→ **Instructions to follow**: Produce an exact copy of all the records.

=== Provided entries ===

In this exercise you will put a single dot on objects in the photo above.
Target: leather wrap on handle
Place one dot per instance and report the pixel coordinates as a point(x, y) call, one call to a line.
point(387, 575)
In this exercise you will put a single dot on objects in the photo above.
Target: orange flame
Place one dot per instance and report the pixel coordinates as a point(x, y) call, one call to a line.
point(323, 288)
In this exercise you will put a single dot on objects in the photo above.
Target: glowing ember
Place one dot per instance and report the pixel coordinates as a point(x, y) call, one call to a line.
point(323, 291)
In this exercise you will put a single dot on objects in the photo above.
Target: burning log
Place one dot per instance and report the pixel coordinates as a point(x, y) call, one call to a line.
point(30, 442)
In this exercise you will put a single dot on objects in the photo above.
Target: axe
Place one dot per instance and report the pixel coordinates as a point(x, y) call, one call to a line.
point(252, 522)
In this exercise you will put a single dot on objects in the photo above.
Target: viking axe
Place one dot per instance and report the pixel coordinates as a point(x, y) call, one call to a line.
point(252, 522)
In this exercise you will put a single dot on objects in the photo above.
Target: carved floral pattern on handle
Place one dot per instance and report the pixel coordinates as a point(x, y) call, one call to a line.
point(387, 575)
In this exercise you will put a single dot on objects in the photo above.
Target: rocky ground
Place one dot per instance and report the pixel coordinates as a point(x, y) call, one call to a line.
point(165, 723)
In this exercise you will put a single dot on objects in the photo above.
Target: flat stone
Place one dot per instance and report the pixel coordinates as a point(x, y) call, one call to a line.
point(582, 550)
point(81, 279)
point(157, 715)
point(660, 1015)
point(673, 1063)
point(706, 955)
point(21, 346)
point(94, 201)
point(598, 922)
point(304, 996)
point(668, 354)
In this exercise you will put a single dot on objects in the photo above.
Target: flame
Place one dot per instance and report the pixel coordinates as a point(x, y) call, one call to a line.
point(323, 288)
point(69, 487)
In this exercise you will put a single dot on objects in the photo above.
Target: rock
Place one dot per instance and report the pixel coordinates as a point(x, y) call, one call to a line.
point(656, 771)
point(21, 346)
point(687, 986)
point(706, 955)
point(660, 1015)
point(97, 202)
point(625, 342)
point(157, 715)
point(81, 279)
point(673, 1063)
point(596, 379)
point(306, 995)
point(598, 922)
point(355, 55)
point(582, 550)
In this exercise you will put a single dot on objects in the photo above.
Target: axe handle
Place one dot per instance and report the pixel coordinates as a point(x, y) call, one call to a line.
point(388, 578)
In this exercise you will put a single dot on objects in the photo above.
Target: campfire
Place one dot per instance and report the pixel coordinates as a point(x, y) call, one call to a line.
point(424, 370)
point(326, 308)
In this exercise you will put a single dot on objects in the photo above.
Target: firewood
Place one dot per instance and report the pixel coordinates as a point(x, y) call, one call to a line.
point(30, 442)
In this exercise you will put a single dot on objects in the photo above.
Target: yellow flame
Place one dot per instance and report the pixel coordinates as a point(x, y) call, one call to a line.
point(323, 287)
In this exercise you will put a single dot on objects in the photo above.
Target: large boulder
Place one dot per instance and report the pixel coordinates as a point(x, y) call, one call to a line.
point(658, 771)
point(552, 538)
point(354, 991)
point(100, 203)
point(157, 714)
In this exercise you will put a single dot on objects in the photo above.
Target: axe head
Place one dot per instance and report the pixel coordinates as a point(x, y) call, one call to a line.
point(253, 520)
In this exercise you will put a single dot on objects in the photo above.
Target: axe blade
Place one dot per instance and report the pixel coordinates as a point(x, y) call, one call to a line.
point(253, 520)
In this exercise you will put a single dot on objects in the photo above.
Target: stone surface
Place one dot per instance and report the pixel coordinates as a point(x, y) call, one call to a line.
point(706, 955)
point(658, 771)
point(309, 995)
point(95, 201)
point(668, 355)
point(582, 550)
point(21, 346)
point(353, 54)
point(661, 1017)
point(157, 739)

===

→ **Expected output**:
In this exercise you will put a single dot on objects in the photo above.
Target: leather wrap on handle
Place one dot per instance and report the pixel coordinates as a point(x, y) call, one call to a line.
point(387, 575)
In this exercise you will put a single dot on objects in the photo above.
Target: orange flame
Place one dot per instance and report the pixel coordinates as a point(x, y) call, one call to a line.
point(323, 288)
In this exercise you will put a single dot on objects in the photo above.
Target: glowing ember
Place one dot per instance and report the pixel coordinates as a point(x, y) call, one call to a line.
point(323, 291)
In this exercise you will put a single dot on objects in the photo above.
Target: burning log
Place one dot per instance and report the pixel coordinates as a point(x, y) call, one call to a line.
point(30, 442)
In this exercise you will put a single dot on objects in the photo above.
Target: axe
Place one dot per instance and report the pixel coordinates as a point(x, y) call, one call to a line.
point(252, 522)
In this exercise you will put a single dot on objects in the photo above.
Target: viking axe
Place one dot per instance and report the pixel coordinates as a point(x, y) call, one call to a line.
point(252, 522)
In this exercise you will put a single dot on objects in the photo above.
Target: carved floral pattern on handle
Place one dot per instance and report the pixel coordinates as a point(x, y) call, one call to a line.
point(387, 575)
In this exercise you will put a single dot on objects in the photo above.
Target: rocky ground
Place one dot per instance and report the pixel coordinates as a point(x, y) call, one call to a line.
point(165, 723)
In this exercise you will put a single dot on objects in the photo above.
Target: flat stone
Place one dot per instance and report the pixel coordinates as a point(x, y) call, one call to a line.
point(582, 550)
point(81, 279)
point(157, 715)
point(660, 1015)
point(673, 1063)
point(706, 955)
point(21, 346)
point(94, 201)
point(598, 922)
point(304, 996)
point(668, 354)
In this exercise you will put a single dot on objects in the photo above.
Target: flame
Place one dot per instance and report the pixel coordinates as a point(x, y) call, one call to a line.
point(323, 288)
point(69, 487)
In this exercise you will put a single dot on objects in the photo above.
Target: rock
Place one dot per instance and report the pixel coordinates as a point(x, y) call, one call to a line.
point(656, 771)
point(21, 346)
point(687, 986)
point(706, 955)
point(660, 1015)
point(97, 202)
point(625, 342)
point(157, 715)
point(81, 279)
point(673, 1063)
point(596, 379)
point(306, 995)
point(598, 922)
point(355, 55)
point(582, 550)
In this exercise you will put a single dot on objects in the photo above.
Target: axe handle
Place one dot per instance and report the pixel coordinates as a point(x, y) call, one call to a line.
point(388, 578)
In this exercise you will put a single dot on objects in the photo above.
Target: campfire
Place one dot per instance and report the pixel coordinates as a point(x, y) call, one call to a line.
point(424, 370)
point(326, 308)
In this exercise you will put a single dot on objects in the photo above.
Target: firewood
Place one dot per instance and report the pixel coordinates as a point(x, y) call, one call to a line.
point(30, 442)
In this exercise you will put a single dot on objects in the photo above.
Target: yellow flame
Place one dot per instance and report the pixel coordinates as a point(x, y) call, one call to a line.
point(323, 287)
In this exercise you will put a single dot on objects in the photo above.
Target: large boulder
Place one dot per instance and report the pixel coordinates as a point(x, y) call, one call to a line.
point(658, 771)
point(552, 538)
point(354, 991)
point(100, 203)
point(157, 714)
In this exercise you will put a single dot on objects in the photo above.
Target: axe head
Place one dot per instance and report the pixel coordinates as a point(x, y) call, one call to a line.
point(253, 520)
In this exercise you will put a single dot on objects in the photo above.
Target: axe blade
Place one dot per instance and report the pixel coordinates as a point(x, y) call, one call to a line.
point(253, 520)
In this exercise you will put a single dot on objects in the photo above.
Target: stone surface
Place one dot per instance and report the pixel coordinates as a point(x, y) call, one call to a line.
point(706, 955)
point(658, 771)
point(309, 995)
point(95, 201)
point(668, 355)
point(582, 550)
point(21, 346)
point(353, 54)
point(661, 1017)
point(157, 739)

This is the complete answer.